■ Given task ■
Can you copy out, word for word, the lines that run from the very start of the records below through the line containing "Target: labrador retriever puppy", with that line included?
• • • • • • •
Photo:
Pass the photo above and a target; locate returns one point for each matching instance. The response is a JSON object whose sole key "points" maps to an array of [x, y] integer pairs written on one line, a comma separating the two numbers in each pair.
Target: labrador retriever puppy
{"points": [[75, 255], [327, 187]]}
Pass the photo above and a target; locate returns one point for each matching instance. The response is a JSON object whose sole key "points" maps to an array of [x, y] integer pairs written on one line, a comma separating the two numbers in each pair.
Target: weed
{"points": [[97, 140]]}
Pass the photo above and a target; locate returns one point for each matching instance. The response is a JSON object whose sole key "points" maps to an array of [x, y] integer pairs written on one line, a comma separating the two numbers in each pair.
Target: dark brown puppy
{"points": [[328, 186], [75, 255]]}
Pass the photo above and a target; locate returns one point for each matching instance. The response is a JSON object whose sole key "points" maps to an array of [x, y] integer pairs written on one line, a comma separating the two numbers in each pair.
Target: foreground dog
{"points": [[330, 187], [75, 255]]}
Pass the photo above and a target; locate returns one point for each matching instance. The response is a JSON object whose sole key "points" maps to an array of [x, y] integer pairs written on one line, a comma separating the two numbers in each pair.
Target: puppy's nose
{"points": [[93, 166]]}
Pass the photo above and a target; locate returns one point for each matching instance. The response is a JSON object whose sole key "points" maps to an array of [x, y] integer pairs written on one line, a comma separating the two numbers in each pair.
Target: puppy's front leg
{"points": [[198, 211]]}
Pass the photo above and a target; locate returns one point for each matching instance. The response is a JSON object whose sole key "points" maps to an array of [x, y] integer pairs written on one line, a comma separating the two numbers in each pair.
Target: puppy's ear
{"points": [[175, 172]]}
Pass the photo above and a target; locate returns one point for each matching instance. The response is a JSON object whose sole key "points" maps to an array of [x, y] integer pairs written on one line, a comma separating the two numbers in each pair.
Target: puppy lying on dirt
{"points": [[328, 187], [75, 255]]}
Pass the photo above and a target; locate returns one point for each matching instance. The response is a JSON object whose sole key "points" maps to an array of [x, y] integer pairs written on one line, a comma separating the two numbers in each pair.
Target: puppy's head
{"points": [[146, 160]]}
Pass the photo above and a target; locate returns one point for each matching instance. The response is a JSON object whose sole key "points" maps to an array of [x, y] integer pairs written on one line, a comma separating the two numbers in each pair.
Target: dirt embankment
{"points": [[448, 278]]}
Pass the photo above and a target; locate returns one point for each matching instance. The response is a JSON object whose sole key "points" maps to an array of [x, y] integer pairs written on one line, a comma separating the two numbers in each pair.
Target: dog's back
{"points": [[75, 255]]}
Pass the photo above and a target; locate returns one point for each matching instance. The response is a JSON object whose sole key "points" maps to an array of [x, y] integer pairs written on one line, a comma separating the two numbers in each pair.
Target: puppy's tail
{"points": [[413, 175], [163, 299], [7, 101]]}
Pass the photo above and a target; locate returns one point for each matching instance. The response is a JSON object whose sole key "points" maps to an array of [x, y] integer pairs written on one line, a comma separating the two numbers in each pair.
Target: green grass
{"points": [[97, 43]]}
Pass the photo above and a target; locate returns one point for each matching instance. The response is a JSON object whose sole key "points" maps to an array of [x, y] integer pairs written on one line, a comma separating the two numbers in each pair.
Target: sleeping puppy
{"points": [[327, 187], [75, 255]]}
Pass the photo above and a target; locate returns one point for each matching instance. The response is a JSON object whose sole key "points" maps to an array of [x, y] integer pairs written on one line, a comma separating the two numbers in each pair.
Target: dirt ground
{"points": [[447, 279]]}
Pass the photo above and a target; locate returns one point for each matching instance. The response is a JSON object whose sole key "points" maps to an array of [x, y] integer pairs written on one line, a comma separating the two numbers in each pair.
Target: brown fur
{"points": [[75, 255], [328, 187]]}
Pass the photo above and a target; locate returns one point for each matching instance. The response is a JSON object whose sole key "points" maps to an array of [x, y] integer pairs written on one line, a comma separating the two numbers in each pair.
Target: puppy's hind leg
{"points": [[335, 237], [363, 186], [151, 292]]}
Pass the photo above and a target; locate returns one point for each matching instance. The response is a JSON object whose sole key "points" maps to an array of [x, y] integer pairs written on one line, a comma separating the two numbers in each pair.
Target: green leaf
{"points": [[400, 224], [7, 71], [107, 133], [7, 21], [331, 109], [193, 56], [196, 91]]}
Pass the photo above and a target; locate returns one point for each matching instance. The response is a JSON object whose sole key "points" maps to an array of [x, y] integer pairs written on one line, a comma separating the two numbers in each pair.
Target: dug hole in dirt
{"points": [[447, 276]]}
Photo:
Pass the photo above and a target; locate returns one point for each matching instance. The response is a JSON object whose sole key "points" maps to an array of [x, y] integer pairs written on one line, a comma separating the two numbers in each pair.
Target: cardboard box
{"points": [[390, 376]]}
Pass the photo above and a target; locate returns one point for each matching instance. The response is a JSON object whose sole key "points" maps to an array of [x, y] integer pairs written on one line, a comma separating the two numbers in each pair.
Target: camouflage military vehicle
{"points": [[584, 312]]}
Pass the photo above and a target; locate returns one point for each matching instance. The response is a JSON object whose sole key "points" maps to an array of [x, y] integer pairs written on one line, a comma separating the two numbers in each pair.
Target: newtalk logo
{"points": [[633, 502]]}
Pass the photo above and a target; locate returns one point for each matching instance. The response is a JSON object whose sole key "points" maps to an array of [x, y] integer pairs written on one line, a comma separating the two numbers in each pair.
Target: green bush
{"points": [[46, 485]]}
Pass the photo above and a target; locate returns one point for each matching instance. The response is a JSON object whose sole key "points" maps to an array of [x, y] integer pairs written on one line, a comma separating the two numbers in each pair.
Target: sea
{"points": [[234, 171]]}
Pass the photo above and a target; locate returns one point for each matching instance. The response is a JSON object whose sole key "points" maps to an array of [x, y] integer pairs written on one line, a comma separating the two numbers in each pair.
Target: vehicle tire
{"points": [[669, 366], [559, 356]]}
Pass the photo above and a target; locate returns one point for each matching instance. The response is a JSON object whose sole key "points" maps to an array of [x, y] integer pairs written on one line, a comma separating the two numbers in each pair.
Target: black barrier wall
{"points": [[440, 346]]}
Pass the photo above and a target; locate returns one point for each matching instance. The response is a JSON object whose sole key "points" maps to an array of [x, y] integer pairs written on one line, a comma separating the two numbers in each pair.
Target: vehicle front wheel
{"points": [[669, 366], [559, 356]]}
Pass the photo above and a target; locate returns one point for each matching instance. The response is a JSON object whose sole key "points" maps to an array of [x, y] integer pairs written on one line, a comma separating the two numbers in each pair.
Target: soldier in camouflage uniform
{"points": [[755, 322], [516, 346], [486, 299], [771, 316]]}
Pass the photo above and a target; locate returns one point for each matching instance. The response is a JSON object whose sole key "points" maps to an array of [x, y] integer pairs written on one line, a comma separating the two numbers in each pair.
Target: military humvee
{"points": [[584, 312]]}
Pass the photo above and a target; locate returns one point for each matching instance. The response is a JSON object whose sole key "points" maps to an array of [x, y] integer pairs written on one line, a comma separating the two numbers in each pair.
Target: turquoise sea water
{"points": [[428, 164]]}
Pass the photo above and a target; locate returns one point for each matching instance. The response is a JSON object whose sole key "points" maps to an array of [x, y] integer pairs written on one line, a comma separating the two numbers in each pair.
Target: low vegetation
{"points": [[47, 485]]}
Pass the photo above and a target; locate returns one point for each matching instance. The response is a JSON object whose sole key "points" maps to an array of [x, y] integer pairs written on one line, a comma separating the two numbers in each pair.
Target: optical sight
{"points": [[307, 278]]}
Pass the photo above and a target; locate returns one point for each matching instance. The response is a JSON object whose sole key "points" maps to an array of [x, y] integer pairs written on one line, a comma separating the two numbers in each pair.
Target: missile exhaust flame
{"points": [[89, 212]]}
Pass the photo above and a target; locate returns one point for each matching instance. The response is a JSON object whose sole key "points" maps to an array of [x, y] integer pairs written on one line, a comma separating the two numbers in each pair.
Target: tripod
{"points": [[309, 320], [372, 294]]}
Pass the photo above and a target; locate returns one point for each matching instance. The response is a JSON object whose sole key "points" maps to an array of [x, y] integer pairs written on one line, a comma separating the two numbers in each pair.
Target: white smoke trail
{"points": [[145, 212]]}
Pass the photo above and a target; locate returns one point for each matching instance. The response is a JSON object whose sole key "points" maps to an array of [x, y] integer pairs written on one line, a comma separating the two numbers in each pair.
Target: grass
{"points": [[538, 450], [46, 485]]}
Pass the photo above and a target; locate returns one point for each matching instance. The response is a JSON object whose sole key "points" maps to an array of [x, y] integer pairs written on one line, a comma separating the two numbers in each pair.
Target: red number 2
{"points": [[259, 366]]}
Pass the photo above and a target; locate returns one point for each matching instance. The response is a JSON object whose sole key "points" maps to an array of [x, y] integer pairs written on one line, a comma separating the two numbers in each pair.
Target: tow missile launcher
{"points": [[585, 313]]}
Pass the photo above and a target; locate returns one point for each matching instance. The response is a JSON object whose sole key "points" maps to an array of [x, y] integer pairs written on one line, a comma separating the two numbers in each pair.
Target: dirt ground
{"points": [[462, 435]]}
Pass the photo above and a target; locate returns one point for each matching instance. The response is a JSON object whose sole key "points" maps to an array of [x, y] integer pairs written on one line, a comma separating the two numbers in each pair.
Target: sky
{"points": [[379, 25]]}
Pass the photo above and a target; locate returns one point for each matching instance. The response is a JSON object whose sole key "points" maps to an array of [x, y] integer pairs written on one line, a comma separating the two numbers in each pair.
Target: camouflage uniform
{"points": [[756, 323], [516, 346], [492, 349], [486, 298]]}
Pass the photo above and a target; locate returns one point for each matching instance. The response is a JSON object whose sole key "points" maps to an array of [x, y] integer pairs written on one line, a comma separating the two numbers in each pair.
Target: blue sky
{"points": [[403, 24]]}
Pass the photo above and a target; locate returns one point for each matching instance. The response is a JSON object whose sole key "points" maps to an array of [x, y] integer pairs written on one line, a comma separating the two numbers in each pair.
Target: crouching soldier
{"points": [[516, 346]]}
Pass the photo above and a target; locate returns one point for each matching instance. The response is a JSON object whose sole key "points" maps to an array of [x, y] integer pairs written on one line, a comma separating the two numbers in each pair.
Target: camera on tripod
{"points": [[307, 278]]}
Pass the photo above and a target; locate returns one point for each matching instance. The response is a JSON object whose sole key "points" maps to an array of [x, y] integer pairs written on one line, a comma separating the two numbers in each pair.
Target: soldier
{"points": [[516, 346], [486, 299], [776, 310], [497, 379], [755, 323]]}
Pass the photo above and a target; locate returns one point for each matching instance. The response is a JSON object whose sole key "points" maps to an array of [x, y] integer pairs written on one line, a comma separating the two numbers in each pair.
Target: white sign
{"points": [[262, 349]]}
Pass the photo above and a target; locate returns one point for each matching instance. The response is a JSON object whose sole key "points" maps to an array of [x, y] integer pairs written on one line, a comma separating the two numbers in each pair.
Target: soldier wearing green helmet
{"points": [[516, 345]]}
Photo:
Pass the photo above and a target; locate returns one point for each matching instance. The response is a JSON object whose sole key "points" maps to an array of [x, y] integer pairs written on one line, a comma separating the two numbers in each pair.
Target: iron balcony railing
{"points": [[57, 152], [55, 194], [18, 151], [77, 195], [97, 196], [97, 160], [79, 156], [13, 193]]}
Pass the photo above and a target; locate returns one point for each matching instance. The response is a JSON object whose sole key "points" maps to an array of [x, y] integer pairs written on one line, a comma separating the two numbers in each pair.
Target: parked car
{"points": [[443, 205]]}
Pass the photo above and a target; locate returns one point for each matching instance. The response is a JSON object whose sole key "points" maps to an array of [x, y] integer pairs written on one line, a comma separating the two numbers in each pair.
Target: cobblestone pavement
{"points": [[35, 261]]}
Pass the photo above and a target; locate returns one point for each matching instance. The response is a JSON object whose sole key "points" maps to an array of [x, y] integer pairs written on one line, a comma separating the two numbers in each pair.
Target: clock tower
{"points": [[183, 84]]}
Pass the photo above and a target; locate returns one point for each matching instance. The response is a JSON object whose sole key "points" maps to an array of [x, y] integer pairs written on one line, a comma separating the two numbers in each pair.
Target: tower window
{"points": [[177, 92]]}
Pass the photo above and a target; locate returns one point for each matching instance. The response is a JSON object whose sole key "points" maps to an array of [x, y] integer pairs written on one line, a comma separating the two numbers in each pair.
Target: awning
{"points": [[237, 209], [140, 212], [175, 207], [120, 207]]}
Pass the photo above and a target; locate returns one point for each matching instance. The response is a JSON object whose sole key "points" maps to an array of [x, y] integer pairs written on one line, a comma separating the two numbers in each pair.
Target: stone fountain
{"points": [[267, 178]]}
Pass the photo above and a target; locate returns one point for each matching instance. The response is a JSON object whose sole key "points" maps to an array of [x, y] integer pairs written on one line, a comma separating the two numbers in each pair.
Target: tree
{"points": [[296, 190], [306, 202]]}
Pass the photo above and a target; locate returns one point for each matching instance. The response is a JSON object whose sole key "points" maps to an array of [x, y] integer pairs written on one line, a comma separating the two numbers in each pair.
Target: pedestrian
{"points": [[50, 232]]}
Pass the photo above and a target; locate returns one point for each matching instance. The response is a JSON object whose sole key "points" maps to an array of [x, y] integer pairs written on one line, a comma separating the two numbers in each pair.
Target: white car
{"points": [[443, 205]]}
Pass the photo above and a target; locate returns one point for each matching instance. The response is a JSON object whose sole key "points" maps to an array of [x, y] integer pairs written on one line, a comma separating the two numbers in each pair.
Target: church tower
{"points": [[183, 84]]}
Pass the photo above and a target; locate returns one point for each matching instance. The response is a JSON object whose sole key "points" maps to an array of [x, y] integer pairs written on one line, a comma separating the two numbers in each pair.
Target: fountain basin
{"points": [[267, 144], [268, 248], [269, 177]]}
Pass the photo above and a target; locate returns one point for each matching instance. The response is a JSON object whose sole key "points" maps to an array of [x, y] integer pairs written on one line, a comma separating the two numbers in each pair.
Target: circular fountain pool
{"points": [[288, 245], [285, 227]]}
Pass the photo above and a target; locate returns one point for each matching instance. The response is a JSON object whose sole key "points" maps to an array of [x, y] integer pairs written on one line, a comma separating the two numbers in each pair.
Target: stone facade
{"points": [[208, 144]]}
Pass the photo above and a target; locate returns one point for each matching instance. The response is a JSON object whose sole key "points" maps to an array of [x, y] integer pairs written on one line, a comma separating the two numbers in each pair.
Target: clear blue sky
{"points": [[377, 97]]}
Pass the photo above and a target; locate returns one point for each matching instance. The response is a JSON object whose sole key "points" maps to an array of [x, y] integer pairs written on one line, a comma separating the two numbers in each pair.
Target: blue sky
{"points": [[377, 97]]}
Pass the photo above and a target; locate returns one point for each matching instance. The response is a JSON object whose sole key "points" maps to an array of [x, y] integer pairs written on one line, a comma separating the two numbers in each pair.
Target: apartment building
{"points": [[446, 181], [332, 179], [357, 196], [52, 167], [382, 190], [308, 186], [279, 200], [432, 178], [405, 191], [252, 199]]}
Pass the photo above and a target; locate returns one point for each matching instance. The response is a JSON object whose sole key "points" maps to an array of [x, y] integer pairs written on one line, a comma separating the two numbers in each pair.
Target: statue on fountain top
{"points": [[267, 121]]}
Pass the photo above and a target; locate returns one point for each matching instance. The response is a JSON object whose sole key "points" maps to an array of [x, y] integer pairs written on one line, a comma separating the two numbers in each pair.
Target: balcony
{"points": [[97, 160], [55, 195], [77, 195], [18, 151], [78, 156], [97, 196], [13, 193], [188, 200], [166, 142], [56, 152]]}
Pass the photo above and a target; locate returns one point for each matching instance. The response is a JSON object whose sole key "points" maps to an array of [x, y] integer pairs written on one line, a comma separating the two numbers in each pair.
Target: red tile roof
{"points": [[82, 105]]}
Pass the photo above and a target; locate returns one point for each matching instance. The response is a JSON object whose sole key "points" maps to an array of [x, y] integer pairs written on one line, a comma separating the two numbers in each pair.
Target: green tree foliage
• • • • • • •
■ Output of the exercise ■
Photo:
Pass the photo above and a target; locate returns one point for each matching instance. The response is a JSON object whose sole key "points" maps to an array of [x, y] integer pairs written on one line, a comma separating the two numbers in each pair.
Target: labrador retriever puppy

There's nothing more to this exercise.